Problem set:
1) Do these statements agree with the passage on USAID's health work in Bangladesh? Answer yes or no for each and quote the deciding words from the passage. (a) Under-five mortality in Bangladesh fell by 75 percent over the past 25 years. (b) Thirty-six percent of children in Bangladesh are stunted. (c) USAID teaches health workers to apply antiseptic to babies' umbilical cords.
2) Answer each question from the passage on USAID's health work in Bangladesh:
(a) By what percentage has maternal mortality declined in the past 25 years?
(b) USAID helps the Government of Bangladesh reduce the burden of which disease?
(c) What device do health workers learn to use to prevent asphyxia during birth?
3) Carry on the passage on USAID's health work in Bangladesh from where it stops.

Segment Start: Document section

Bangladesh is one of the few countries to achieve its Millennium Development Goals related to child and maternal mortality. In the past 25 years, under-five mortality has declined by 66 percent and maternal mortality has declined by 75 percent. However, high rates of under-nutrition persist among children, resulting in 36 percent of children being stunted. USAID focuses on improving maternal and child health, expanding family planning and reproductive health, integrating family planning and nutrition into basic healthcare, and strengthening public health systems to improve the quality and availability of services across the country. USAID also supports the Government of Bangladesh (GOB) in its efforts to reduce the burden of tuberculosis (TB), strengthen its health systems, and contributes to the Bangladesh government’s Health, Population and Nutrition Sector Development Program.

Improving Maternal and Child Health

To continue gains made in maternal and child health, USAID trains community health workers and clinic staff to help them provide high-quality care during childbirth. USAID also teaches health workers to use a simple resuscitation device to prevent asphyxia during birth and apply antiseptic to babies’ umbilical cords to prevent infection. USAID outreach and mobile health initiatives encourage pregnant women and their families to ensure they attend antenatal checkups and give birth under the supervision of a skilled health worker.

Segment End: Document section
Segment Start: Data extract

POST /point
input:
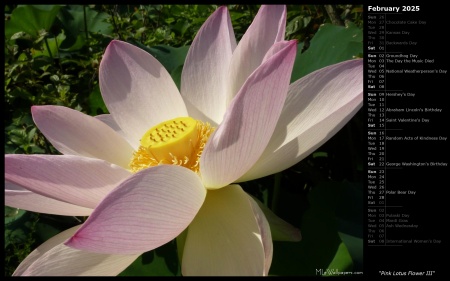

Segment End: Data extract

Results by task:
1)
(a) No: "under-five mortality has declined by 66 percent"
(b) Yes: "resulting in 36 percent of children being stunted"
(c) Yes: "apply antiseptic to babies’ umbilical cords to prevent infection"

2)
(a) 75 percent
(b) Tuberculosis (TB)
(c) A simple resuscitation device

3)
Expanding Use of Family Planning

While more than half of all Bangladeshi couples use modern methods of contraception, the Bangladesh government aims to increase contraceptive use to 72 percent. To this end, USAID works with local partners to ensure that men, women, and couples have access to high-quality reproductive health services. USAID and the GOB have developed a public awareness strategy to promote the benefits of family planning, proper birth spacing, and contraceptives. USAID also conducts research to evaluate family planning programs and utilize innovative technology to maximize reach and efficiency in providing reproductive health services.

Integrated Healthcare Services

High-quality family planning, health, and nutrition services remain limited in Bangladesh, particularly among poor people in rural areas, as well as overcrowded urban areas. In response, USAID integrates family planning, nutrition, and maternal, newborn, and child health services into a package of basic healthcare services available in clinics throughout the country. This one-stop-shop approach also provides nutritional supplements for pregnant women and young children, and promotes exclusive breastfeeding for infants during the first six months of life.

Strengthening Health Systems and Governance

USAID assists Bangladesh to strengthen its public health systems with an emphasis on improving primary healthcare delivery at the community level. At the national level, USAID programs work with public health leaders to improve policy and planning, financial management, monitoring and evaluation, procurement, and logistics. We also support the government’s national TB program, providing financial support and technical assistance to upgrade TB laboratory technology and procure drugs to treat multidrug resistant TB patients.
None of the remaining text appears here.